### EXERCISE DESCRIPTION
Copy out only those lines running from the line with "Point to the purple" to the end of the listing, keeping each one exactly as it is.
#####
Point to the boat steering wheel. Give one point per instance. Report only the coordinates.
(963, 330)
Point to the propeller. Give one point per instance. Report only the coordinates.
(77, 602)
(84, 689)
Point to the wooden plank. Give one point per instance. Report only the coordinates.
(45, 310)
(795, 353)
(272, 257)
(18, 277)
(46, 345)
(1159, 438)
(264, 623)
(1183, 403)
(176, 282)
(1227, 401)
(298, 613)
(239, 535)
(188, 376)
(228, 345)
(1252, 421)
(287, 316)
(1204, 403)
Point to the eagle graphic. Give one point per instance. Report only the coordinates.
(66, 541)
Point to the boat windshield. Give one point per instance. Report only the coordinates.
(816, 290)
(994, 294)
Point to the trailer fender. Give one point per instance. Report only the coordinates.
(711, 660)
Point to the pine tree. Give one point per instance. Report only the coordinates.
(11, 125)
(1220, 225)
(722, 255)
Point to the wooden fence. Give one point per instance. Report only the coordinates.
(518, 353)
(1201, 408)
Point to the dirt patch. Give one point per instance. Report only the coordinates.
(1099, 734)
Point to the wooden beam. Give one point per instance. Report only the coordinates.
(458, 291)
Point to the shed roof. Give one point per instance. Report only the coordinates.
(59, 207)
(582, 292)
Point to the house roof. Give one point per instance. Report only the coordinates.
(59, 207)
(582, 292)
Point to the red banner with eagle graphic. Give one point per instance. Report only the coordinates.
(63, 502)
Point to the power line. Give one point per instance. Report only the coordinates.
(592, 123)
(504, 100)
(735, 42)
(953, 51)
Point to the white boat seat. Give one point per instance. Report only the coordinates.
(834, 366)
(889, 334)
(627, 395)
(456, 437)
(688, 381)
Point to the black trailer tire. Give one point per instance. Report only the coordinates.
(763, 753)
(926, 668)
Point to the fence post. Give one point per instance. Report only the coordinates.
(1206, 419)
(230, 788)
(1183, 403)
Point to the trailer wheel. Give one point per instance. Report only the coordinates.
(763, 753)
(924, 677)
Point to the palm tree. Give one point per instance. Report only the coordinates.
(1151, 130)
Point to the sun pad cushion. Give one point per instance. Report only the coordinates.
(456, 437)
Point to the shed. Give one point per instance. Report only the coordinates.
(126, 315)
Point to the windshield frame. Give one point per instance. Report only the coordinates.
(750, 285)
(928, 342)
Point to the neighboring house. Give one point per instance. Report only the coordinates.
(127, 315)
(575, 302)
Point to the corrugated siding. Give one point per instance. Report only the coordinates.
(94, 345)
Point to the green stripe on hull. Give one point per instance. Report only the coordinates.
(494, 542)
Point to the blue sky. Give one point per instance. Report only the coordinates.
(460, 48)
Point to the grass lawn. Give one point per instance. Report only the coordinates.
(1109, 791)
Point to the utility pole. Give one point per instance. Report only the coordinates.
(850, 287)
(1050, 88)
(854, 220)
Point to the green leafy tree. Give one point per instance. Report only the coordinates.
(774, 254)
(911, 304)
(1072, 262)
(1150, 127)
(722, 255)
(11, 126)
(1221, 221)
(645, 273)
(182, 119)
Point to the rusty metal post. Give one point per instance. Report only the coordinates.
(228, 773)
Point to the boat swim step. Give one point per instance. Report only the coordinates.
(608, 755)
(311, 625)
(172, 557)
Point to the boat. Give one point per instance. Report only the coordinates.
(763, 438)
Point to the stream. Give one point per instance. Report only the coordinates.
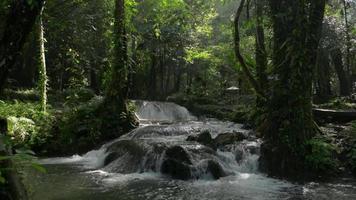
(137, 166)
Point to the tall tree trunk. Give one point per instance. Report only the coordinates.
(289, 123)
(153, 77)
(238, 54)
(19, 24)
(348, 39)
(323, 77)
(261, 54)
(341, 71)
(42, 66)
(115, 109)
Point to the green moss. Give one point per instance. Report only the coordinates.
(321, 156)
(339, 103)
(28, 125)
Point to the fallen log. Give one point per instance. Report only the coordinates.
(328, 115)
(13, 189)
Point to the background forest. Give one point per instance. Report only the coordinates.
(84, 59)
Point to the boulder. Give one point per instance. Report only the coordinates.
(176, 169)
(122, 147)
(177, 163)
(179, 154)
(229, 138)
(239, 155)
(215, 169)
(203, 138)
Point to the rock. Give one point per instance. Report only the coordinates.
(229, 138)
(111, 157)
(179, 154)
(176, 169)
(122, 147)
(203, 138)
(177, 163)
(239, 155)
(253, 149)
(215, 169)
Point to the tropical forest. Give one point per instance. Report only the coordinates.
(177, 99)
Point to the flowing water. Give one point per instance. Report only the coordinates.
(129, 168)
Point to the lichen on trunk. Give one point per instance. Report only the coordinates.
(289, 123)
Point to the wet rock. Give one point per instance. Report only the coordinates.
(111, 157)
(179, 154)
(253, 149)
(176, 169)
(203, 138)
(122, 147)
(177, 163)
(239, 155)
(229, 138)
(215, 169)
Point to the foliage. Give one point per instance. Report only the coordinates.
(339, 103)
(321, 157)
(28, 125)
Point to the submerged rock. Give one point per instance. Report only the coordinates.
(176, 169)
(177, 163)
(125, 147)
(215, 169)
(203, 138)
(229, 138)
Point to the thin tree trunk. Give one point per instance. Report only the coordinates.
(19, 24)
(153, 78)
(348, 39)
(342, 73)
(261, 54)
(323, 76)
(42, 66)
(238, 54)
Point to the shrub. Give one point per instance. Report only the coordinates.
(28, 125)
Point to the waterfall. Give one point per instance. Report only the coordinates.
(162, 111)
(164, 147)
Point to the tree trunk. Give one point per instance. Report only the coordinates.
(323, 77)
(261, 54)
(42, 66)
(289, 123)
(342, 73)
(153, 78)
(20, 21)
(14, 188)
(115, 109)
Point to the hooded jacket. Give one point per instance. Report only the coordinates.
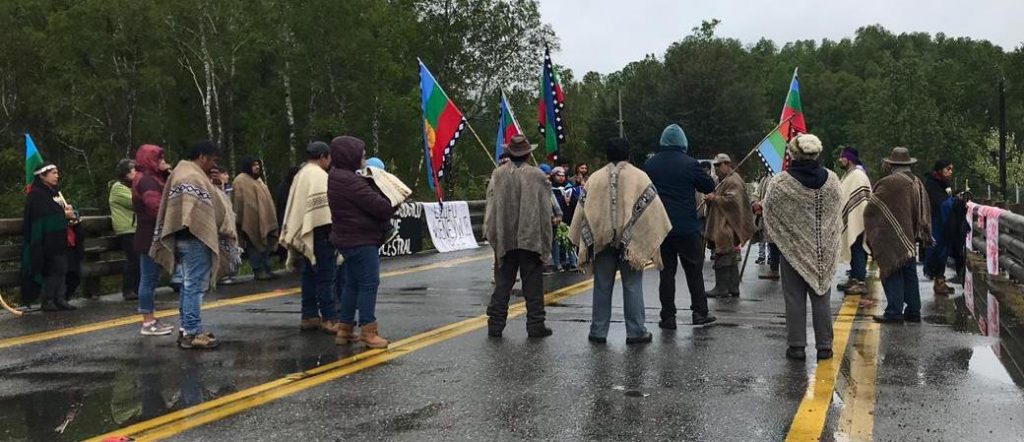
(678, 177)
(146, 189)
(359, 212)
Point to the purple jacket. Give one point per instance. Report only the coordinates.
(358, 211)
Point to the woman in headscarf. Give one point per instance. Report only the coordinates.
(49, 240)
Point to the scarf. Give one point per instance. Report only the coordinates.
(254, 207)
(621, 210)
(805, 224)
(307, 209)
(855, 189)
(730, 219)
(518, 211)
(896, 218)
(190, 202)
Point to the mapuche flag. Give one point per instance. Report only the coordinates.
(32, 160)
(550, 106)
(507, 126)
(442, 124)
(792, 120)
#####
### CORRECT RESULT
Point to the purple jacket. Give one point per instance. Report only the coordinates.
(358, 211)
Point to the woman in headscarf. Give one point per instance. Report only the coordinates.
(49, 240)
Point to the scarf. Give one point per instance. Report only the coordinates.
(254, 207)
(621, 210)
(805, 224)
(307, 209)
(855, 189)
(730, 219)
(518, 211)
(896, 218)
(190, 202)
Point to the mapuche flag. Give one point per instance. Report only the coordinates.
(32, 160)
(550, 106)
(507, 126)
(442, 124)
(792, 120)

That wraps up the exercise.